● **PAGE EXCERPT**:
○ ○ ○ ○

Your 401k is meant for you to accumulate money for your retirement and there are certain tax advantages for doing so. So you must be careful in how you withdraw funds until you're at least 59 1/2 or you will be subject to a 10 percent penalty and you will have to pay regular income tax on the amount you withdraw. In its wisdom, the 1997 Taxpayer Relief Act was passed by Congress which made some exceptions to your right to withdraw funds from your 401k.
Make a down-payment of up to $10,000 on a new home if you have not bought one for at least two years, or if you are a first-time home buyer. If your spouse also has a 401k, your maximum withdrawal is $20,000. The IRS waives the imposition of the 10 percent penalty, but you will be obligated to pay regular income tax on the amount you withdraw.
Withdraw funds from your 401k if you have excessive medical bills incurred by your spouse or members of your family. With the high cost of medical care, many people turn to their 401k for financial help. Of course, like a down-payment on a home, you will pay income tax on the withdrawal, but the IRS will not impose a 10 percent penalty.
Use the money in a 401k retirement account to pay for both college and secondary expenses for yourself or your dependents. The law explicitly includes both levels of education and recognizes the needs of many people given that those costs have risen faster than the rate of inflation.

○ ○ ○ ○

● **RECORD EXCERPTS**:
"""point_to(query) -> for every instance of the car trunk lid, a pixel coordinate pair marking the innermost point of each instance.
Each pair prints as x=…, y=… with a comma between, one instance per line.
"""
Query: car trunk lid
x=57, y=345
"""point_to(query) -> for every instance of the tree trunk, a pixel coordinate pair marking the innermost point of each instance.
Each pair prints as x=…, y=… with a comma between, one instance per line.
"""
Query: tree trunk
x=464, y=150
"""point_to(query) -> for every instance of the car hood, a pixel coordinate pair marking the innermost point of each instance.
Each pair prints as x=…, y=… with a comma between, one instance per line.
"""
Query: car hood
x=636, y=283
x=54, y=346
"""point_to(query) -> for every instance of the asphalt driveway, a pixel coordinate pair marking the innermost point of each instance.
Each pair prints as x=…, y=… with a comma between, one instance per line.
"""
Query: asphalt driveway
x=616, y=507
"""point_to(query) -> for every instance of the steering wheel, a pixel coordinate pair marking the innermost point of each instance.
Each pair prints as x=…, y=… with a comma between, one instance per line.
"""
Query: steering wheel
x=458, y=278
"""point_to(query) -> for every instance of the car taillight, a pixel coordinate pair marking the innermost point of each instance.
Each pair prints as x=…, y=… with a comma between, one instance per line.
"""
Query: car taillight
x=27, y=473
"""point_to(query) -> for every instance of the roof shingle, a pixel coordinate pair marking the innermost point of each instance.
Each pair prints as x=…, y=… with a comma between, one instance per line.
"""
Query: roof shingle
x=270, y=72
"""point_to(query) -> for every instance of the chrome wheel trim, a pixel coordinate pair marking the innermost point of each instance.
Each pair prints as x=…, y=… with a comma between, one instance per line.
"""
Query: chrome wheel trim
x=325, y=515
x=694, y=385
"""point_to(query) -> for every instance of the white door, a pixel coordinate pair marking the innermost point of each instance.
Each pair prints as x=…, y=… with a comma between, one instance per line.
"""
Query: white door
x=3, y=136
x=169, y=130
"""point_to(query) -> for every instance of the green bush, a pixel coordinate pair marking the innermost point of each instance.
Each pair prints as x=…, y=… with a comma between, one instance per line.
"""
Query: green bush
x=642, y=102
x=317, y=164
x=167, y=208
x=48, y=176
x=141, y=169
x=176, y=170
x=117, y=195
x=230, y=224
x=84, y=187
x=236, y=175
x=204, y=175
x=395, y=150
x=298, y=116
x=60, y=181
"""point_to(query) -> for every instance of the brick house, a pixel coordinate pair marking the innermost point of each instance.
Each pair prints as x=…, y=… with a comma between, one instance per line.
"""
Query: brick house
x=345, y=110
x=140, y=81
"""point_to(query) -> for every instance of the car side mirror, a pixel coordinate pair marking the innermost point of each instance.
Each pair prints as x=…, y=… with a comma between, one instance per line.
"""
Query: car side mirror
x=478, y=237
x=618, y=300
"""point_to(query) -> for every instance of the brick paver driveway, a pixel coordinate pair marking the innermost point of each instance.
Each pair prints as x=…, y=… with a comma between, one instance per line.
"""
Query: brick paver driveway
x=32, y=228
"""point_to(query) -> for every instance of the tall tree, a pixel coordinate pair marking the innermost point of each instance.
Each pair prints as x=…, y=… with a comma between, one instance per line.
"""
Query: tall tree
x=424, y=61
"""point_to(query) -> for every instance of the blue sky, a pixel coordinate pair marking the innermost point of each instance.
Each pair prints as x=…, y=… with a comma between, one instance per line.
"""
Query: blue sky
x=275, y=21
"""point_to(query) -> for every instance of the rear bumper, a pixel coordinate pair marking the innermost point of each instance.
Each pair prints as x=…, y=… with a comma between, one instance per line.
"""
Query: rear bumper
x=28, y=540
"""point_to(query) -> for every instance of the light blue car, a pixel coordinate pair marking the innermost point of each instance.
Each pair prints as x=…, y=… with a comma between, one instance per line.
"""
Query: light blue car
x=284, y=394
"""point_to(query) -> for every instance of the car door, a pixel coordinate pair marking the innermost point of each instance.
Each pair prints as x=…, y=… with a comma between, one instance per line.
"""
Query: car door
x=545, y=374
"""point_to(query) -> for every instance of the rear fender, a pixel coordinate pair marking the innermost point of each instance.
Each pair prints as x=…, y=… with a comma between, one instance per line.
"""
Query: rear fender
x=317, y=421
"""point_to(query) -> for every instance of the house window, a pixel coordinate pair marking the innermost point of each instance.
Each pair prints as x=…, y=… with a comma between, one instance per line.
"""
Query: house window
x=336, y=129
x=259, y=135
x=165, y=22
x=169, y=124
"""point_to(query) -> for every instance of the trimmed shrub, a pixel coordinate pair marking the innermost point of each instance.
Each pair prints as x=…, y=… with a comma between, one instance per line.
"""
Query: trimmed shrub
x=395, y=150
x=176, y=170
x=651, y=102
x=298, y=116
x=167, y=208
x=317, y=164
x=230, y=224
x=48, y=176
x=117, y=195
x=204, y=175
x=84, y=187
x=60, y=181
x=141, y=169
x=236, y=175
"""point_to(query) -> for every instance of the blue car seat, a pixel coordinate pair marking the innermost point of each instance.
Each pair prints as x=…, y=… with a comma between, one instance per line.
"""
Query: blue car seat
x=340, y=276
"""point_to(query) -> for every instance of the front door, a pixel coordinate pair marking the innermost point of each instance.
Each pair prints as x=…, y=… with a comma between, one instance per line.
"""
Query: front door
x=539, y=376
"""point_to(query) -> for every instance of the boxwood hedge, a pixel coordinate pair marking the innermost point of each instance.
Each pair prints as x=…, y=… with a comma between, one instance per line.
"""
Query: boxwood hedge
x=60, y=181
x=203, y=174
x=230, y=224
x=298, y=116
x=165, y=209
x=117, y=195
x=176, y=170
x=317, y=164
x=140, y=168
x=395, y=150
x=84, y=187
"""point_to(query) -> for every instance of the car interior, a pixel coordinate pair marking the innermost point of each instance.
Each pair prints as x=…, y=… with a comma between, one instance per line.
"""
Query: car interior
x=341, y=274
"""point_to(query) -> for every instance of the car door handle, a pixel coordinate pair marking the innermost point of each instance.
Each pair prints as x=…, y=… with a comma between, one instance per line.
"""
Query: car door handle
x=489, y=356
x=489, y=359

○ ○ ○ ○

● **EXERCISES**:
- a) Transcribe everything in the 401k withdrawal text from "Make a down-payment" down to "10 percent penalty.".
- b) Name every purpose for taking money out of a 401k that the 401k withdrawal text describes.
- c) Supply the next part of the 401k withdrawal text, continuing from its final sentence.
The entries are not needed for any of this work.

● **ANSWERS TO EACH TASK**:
- a)
Make a down-payment of up to $10,000 on a new home if you have not bought one for at least two years, or if you are a first-time home buyer. If your spouse also has a 401k, your maximum withdrawal is $20,000. The IRS waives the imposition of the 10 percent penalty, but you will be obligated to pay regular income tax on the amount you withdraw.
Withdraw funds from your 401k if you have excessive medical bills incurred by your spouse or members of your family. With the high cost of medical care, many people turn to their 401k for financial help. Of course, like a down-payment on a home, you will pay income tax on the withdrawal, but the IRS will not impose a 10 percent penalty.

- b)
- A down-payment on a new home
- Excessive medical bills incurred by your spouse or members of your family
- College and secondary education expenses for yourself or your dependents

- c)
Borrow money from your 401k, but pay close attention to the IRS rules. First, make sure that your employer's 401k plan allows participants to borrow money, because some plans are silent in this regard. Second, the maximum amount you can borrow is the lesser of $50,000 or one-half of your vested interest in the plan. Your loan must be repaid within five years. Payments must be made at least quarterly, and according to the IRS, those payments must be "similar." Finally, the interest rate of the loan must be "reasonable."
Withdraw funds from your 401k if you retire earlier than 59 1/2. The IRS states that you must make "substantially equal periodic payments" before you reach 59 1/2 and it sets a rate based on the amount of the fund and your life expectancy. That amount is quite difficult to compute, so to stay out of trouble by asking your company or a financial adviser for help.